==== DOCUMENT EXCERPT

Get a copy of your credit report and score. You need to know where you stand before you make moves. You can get a free copy of your report from each of the three major credit reporting agencies—TransUnion, Equifax and Experian—once per year at the Annual Credit Report website (see Resources). As for your credit score, you can purchase it after seeing your free report.

Step 2

Correct mistakes on your report. If it contains inaccurate information, especially items that suggest identity theft, contact the proper credit reporting bureau to get it fixed. When you get your report, there will be prompts that guide you through the process you need to follow to get presumed mistakes checked and fixed. Cheryl Allebrand of Bankrate contends that achieving accuracy on your credit report is the fastest way to raise your score.

Step 3

Pay your bills on time. While specifics vary based on your personal credit profile, the Fair Isaac Corporation's FICO credit score simulator estimates that if a person with a 707 FICO score pays her bills on time, she could see her score move as high as 727 in just a month.

========

### PROMPT 1:
Please retype the credit score guide from "Correct mistakes on" to "raise your score.".
### PROMPT 2:
Using the credit score guide, decide whether each statement agrees with it, answering yes or no and quoting the deciding words:
(a) A free report can be obtained from each of the three major agencies once per year.
(b) The credit score comes free along with the report.
(c) Cheryl Allebrand says paying bills on time is the fastest way to raise a score.
### PROMPT 3:
Write what comes next in the credit score guide, starting after its final sentence.
The records further down play no part in this work.

==== RECORDS

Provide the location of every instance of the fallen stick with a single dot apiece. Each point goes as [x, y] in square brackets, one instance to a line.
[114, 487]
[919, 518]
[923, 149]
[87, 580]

========
==== RECORDS

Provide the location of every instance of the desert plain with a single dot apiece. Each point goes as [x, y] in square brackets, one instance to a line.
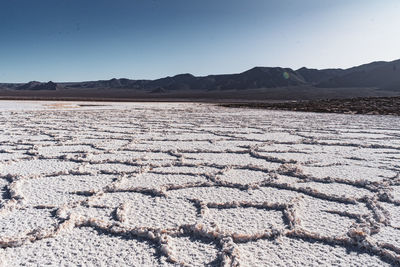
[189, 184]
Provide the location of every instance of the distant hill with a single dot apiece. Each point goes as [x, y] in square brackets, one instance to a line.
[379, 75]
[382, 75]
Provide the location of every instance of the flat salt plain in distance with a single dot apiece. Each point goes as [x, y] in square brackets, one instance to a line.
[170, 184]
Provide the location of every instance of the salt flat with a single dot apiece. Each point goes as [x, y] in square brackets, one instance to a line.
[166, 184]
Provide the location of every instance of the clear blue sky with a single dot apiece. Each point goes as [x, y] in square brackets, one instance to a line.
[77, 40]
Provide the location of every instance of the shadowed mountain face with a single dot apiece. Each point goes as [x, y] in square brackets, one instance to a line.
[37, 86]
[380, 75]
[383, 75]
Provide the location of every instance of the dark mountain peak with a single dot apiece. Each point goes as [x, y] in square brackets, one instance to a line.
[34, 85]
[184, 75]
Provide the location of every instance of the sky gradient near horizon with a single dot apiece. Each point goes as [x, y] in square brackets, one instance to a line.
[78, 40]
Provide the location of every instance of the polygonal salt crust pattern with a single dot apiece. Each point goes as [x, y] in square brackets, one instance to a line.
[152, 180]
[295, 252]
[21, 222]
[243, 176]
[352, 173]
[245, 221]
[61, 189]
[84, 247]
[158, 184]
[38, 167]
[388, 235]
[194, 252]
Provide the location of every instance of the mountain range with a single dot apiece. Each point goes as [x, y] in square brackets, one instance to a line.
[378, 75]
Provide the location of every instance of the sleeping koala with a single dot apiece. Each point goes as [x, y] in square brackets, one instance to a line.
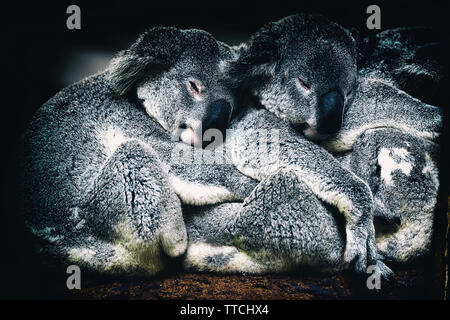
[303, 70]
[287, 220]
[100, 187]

========
==== RECORDS

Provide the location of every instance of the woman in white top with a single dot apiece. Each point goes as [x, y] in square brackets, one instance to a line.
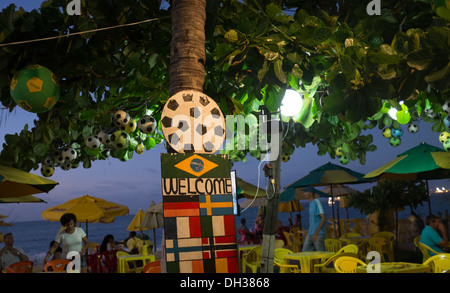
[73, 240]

========

### EXPECTED ANSWER 1:
Correct mistakes on your report. If it contains inaccurate information, especially items that suggest identity theft, contact the proper credit reporting bureau to get it fixed. When you get your report, there will be prompts that guide you through the process you need to follow to get presumed mistakes checked and fixed. Cheryl Allebrand of Bankrate contends that achieving accuracy on your credit report is the fastest way to raise your score.

### EXPECTED ANSWER 2:
(a) Yes: "You can get a free copy of your report from each of the three major credit reporting agencies—TransUnion, Equifax and Experian—once per year at the Annual Credit Report website"
(b) No: "As for your credit score, you can purchase it after seeing your free report."
(c) No: "Cheryl Allebrand of Bankrate contends that achieving accuracy on your credit report is the fastest way to raise your score."

### EXPECTED ANSWER 3:
Step 4

Chip away at balances. Paying down debt is one of the best ways to see credit score improvements. According to the MyFico website, decreasing the amount of revolving debt, such as credit card balances, you carry is the quickest way to bump up your score.

Step 5

Be prudent about closing accounts. A strong credit utilization rate helps keep your score up. If you keep the same balance, but close accounts, your ratio of debt relative to your overall credit limit between accounts goes up. This can actually lower your credit score.